▸ OBJECTIVE
Copy out the rows in the stretch from the line containing "Practice step: identify the five-petal" through the line containing "(1275, 532)", shifting both the x and y coordinates of every answer point up by 109 and leaving the requests and their sample points unchanged. Leave the pictures out.

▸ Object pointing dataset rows

>> START

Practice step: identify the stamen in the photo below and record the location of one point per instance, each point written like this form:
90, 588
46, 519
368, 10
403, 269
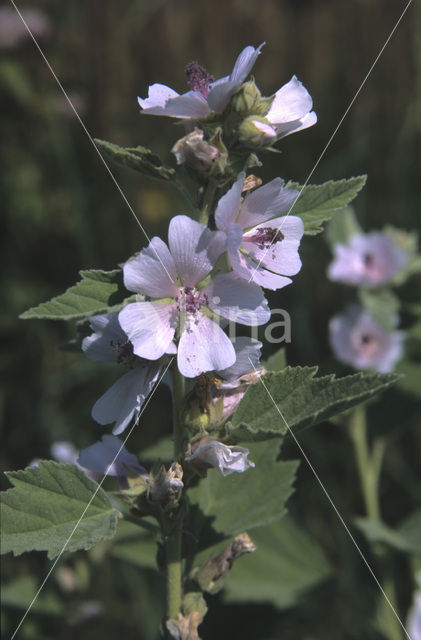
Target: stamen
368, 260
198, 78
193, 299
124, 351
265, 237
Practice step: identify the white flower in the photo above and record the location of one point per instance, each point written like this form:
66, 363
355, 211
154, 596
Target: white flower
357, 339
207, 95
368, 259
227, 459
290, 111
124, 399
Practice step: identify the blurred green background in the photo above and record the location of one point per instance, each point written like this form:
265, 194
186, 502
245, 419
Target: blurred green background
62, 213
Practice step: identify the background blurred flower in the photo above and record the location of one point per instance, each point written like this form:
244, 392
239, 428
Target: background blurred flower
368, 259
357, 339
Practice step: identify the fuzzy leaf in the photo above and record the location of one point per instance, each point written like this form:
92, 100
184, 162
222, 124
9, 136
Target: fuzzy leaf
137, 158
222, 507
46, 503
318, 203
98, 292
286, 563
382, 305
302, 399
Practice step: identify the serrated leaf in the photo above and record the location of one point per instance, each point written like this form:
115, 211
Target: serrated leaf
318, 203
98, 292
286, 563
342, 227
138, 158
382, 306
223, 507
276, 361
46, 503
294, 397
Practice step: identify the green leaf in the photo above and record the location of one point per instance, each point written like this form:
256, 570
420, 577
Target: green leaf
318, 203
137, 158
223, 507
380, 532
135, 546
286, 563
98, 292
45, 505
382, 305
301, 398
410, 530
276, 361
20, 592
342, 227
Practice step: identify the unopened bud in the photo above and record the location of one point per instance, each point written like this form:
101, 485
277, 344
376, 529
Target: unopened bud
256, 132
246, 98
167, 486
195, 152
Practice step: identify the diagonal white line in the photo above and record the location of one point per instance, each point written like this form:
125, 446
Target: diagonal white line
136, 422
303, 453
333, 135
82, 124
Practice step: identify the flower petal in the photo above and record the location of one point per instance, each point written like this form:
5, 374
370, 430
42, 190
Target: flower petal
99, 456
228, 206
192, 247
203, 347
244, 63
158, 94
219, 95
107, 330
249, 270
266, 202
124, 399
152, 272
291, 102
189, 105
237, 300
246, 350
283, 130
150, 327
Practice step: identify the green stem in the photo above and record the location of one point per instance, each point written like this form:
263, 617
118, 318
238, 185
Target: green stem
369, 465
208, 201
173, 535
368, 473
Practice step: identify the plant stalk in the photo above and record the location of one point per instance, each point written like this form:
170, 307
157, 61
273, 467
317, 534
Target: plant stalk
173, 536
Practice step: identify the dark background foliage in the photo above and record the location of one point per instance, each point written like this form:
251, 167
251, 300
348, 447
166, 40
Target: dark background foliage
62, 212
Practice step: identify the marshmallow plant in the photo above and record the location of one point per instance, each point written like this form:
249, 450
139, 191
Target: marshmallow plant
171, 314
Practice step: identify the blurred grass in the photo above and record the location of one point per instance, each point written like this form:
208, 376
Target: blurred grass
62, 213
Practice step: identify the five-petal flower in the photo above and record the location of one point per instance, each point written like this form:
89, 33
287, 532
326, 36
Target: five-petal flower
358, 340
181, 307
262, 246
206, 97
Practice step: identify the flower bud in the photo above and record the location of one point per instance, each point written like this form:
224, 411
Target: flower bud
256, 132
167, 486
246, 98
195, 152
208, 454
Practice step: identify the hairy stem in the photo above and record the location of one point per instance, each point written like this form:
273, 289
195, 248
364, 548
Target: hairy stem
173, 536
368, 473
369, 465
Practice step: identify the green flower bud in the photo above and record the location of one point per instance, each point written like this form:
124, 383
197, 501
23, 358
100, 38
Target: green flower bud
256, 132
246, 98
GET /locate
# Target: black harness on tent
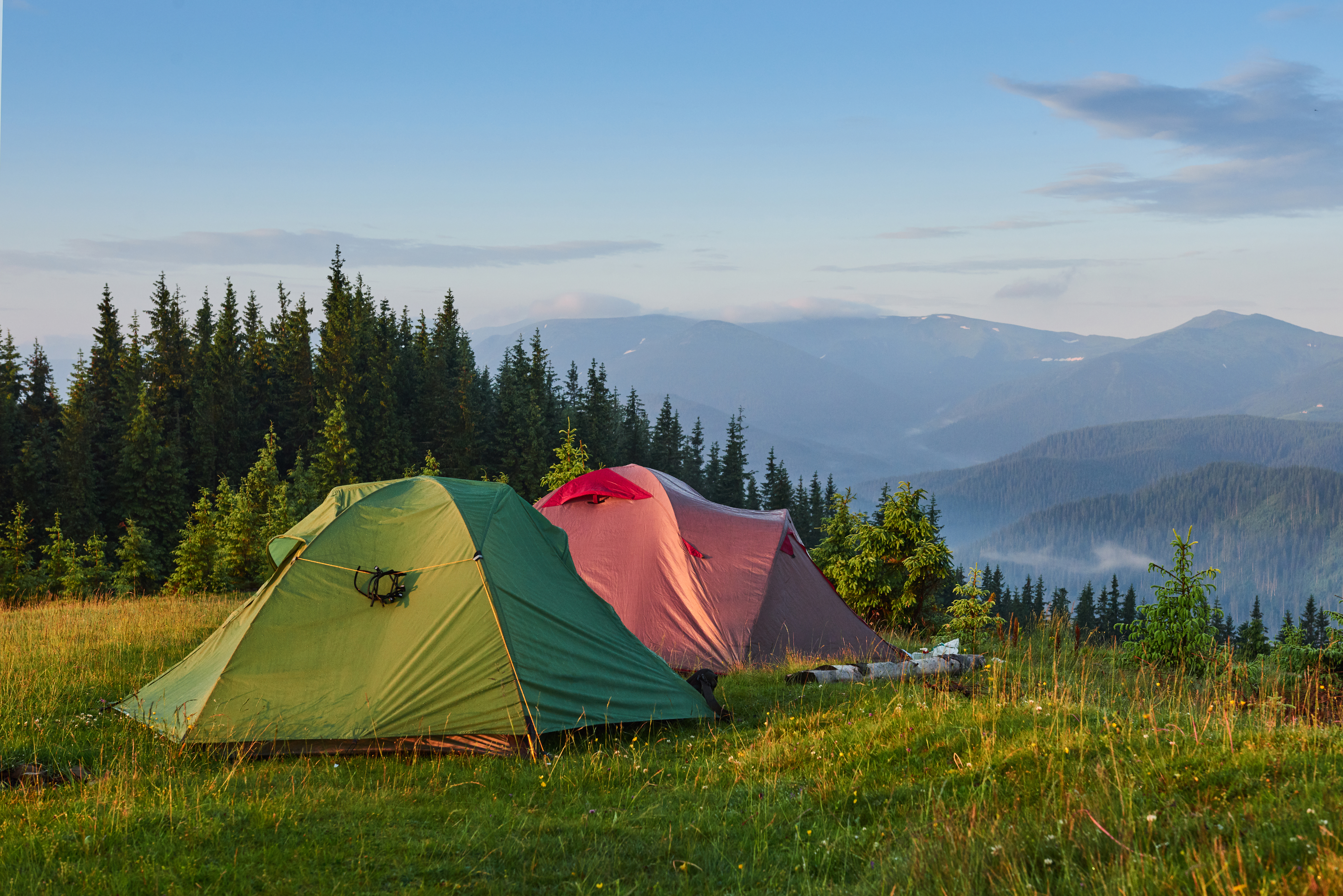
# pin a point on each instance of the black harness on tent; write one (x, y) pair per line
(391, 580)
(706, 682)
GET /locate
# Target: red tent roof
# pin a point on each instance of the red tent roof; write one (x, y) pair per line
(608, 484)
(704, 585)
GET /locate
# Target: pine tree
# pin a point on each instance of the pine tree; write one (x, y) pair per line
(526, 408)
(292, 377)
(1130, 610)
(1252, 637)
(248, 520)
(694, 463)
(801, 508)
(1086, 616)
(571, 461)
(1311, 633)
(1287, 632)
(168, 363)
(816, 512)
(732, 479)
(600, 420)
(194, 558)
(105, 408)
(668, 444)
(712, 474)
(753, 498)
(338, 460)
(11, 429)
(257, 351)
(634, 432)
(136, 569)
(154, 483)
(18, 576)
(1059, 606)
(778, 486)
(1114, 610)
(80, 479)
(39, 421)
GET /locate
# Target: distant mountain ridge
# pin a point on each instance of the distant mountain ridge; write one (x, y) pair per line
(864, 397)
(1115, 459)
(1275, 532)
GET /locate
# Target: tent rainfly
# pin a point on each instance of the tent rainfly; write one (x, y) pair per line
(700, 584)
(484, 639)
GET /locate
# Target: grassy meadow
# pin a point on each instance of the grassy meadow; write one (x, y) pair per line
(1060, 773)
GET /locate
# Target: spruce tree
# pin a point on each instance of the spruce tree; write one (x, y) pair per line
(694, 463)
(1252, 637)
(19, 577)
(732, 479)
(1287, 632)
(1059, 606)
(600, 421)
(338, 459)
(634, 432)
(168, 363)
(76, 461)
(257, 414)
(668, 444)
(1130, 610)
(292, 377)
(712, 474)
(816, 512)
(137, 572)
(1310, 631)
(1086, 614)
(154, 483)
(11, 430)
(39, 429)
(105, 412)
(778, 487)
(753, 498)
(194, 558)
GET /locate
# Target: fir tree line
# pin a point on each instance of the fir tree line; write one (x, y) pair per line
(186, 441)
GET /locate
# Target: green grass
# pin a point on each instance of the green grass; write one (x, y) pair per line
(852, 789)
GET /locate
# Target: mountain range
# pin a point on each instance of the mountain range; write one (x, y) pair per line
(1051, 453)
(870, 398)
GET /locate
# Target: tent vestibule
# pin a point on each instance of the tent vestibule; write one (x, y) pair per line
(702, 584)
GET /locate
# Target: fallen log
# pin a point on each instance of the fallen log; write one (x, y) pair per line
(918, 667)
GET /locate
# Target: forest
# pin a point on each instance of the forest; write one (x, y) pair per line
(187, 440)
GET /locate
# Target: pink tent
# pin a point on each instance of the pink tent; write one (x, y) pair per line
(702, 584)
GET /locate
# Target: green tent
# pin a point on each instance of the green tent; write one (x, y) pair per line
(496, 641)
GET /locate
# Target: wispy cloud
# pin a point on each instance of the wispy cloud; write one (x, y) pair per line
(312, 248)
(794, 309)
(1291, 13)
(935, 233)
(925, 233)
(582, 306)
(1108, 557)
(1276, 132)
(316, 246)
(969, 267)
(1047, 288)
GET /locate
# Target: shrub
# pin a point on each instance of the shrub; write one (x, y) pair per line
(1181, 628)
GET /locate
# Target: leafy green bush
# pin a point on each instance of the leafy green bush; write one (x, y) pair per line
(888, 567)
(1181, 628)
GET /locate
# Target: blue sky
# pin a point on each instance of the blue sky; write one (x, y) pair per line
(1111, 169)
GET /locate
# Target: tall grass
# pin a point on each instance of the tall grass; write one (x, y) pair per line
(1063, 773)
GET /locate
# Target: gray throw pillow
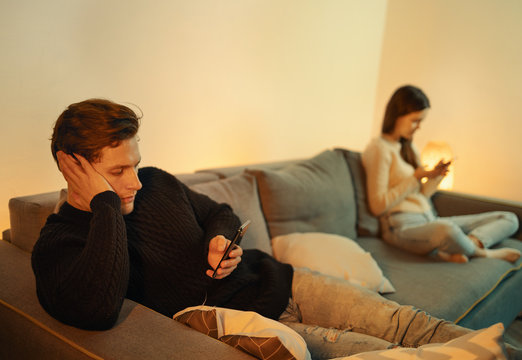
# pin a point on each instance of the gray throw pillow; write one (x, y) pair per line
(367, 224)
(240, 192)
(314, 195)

>> END

▸ RESULT FOR THIS EXERCISE
Practice step: identify the five-petal flower in the photo above and record the location of one point per instance, each point written like this form:
89, 33
287, 532
326, 36
Target: five-petal flower
467, 449
290, 416
371, 355
315, 206
Practice step: identify the flower bud in the photo above and record the location of one point per instance, each point written like this form:
224, 411
Target: flower bud
365, 241
276, 595
355, 207
304, 261
317, 563
Practice step: identify the hairy stem in the photo above and record the location of one point per instance, each point written like this form:
273, 289
195, 248
364, 548
Target: hairy stem
282, 645
477, 582
478, 574
Practice step: identify the green flower bud in the photo above and record the location of one point per instance, each point written like this form:
124, 383
197, 501
23, 358
100, 38
Target: green flower bud
365, 241
355, 207
GET /locate
# Target: black harness on tent
# pin a point on each instance of the black harness on tent; write one (x, y) pair per line
(500, 689)
(815, 791)
GET /locate
# Target: red tent roof
# pin a point on each instance of the red tent roof; write one (x, y) pair per line
(717, 593)
(813, 694)
GET /locate
# Target: pine tree
# pin a point on each instance of the pine tree; write one (x, y) pair per line
(635, 517)
(401, 486)
(1239, 719)
(1361, 746)
(357, 629)
(803, 572)
(910, 617)
(1195, 725)
(680, 570)
(1420, 742)
(1396, 741)
(277, 472)
(925, 621)
(841, 588)
(709, 529)
(303, 667)
(214, 517)
(777, 553)
(821, 583)
(862, 607)
(447, 569)
(120, 538)
(366, 460)
(743, 541)
(245, 678)
(263, 592)
(127, 685)
(1168, 715)
(887, 595)
(1223, 719)
(189, 588)
(148, 530)
GET /locate
# Target: distant mountain ridge
# pin a point on each instance of the distant mountain ridge; write one (x, y) pair per line
(973, 506)
(1224, 568)
(1384, 641)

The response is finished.